START SUPPLIED MATERIAL
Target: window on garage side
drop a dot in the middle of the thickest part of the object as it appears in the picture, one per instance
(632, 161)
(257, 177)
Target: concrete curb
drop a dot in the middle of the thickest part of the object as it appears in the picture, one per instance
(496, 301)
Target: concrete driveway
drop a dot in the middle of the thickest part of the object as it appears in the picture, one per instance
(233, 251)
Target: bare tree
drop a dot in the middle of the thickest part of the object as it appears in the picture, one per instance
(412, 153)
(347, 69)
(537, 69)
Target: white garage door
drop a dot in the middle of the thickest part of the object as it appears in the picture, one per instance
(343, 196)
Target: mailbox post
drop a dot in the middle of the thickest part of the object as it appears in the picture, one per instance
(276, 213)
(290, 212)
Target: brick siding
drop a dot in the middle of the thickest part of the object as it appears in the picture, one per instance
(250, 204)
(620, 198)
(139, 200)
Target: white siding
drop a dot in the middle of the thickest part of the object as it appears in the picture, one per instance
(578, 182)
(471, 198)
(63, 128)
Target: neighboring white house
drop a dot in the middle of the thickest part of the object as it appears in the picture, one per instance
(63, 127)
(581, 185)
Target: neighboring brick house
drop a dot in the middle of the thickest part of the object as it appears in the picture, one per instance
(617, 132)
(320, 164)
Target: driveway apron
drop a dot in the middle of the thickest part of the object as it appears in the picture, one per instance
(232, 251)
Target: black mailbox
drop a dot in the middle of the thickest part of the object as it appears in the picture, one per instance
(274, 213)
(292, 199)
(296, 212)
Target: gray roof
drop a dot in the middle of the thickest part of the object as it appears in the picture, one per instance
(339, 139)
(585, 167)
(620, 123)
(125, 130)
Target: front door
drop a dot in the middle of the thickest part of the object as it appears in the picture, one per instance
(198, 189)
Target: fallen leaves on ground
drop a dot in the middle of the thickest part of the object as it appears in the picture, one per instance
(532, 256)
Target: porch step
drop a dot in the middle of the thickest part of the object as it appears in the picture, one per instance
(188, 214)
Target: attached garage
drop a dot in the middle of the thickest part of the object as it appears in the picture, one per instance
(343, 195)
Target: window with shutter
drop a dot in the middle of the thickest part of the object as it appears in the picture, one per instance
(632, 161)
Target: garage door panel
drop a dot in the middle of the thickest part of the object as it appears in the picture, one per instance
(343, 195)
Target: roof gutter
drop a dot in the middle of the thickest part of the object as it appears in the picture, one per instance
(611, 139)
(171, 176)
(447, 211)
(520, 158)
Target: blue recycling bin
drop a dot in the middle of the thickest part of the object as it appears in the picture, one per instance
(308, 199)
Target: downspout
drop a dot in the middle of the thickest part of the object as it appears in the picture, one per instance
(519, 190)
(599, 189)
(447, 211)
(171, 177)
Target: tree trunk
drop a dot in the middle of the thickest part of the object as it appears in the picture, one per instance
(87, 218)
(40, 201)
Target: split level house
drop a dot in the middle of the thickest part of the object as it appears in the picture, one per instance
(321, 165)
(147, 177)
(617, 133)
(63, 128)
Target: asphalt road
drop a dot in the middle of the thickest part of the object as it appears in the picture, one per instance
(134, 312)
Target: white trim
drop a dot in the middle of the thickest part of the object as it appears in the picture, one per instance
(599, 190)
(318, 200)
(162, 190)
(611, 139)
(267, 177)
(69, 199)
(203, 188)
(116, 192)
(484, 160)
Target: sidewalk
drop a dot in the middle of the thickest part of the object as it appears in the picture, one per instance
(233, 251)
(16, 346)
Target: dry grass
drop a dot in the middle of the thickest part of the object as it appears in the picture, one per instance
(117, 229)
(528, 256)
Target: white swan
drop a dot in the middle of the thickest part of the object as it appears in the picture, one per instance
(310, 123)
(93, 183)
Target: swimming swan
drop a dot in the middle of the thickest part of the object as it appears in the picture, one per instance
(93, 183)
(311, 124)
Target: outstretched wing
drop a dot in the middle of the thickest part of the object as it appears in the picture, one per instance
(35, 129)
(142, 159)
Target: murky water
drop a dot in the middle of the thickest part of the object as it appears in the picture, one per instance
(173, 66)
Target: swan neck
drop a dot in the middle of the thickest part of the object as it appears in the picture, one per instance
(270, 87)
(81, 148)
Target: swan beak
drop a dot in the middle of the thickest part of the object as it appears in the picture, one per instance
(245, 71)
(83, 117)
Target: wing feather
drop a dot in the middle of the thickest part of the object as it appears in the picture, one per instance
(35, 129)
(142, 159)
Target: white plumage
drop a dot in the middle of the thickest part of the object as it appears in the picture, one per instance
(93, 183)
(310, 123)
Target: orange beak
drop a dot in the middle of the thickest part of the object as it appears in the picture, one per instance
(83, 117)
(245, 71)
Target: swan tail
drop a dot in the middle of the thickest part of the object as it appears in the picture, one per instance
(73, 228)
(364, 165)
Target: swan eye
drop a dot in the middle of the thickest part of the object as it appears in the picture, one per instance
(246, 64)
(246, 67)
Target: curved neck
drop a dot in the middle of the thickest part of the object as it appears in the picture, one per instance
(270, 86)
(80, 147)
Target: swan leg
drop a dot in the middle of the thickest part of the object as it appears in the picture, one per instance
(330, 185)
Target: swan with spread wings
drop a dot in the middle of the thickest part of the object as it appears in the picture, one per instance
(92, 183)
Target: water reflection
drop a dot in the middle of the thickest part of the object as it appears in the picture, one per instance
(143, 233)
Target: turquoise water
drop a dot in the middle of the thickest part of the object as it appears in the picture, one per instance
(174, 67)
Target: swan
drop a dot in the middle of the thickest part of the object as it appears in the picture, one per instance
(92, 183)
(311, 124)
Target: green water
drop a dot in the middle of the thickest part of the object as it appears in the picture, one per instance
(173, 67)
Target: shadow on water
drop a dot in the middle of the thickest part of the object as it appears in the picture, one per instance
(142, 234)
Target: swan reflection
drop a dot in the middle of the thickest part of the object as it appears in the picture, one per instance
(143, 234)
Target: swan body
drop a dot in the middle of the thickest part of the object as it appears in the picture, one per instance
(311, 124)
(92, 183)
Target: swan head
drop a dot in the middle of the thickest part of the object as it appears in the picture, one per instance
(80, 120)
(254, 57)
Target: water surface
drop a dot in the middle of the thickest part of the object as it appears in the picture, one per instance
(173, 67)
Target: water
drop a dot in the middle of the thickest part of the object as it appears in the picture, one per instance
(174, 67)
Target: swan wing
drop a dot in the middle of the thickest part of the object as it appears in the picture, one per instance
END SUPPLIED MATERIAL
WHAT THE TASK ASKS:
The lines to copy run from the start of the records above through the line holding "Target: bare tree"; give them exactly, both ends included, and nothing else.

WRITTEN REPLY:
Target: window on garage side
drop a dot in the middle of the thickest part of the object as it appears in the picture, one per instance
(632, 161)
(257, 177)
Target: concrete curb
drop a dot in the middle of the thickest part of the object as it appears in the picture, one per instance
(496, 301)
Target: concrete driveway
drop a dot in the middle of the thickest part of the object as it appears in the picture, one per instance
(233, 251)
Target: bare tree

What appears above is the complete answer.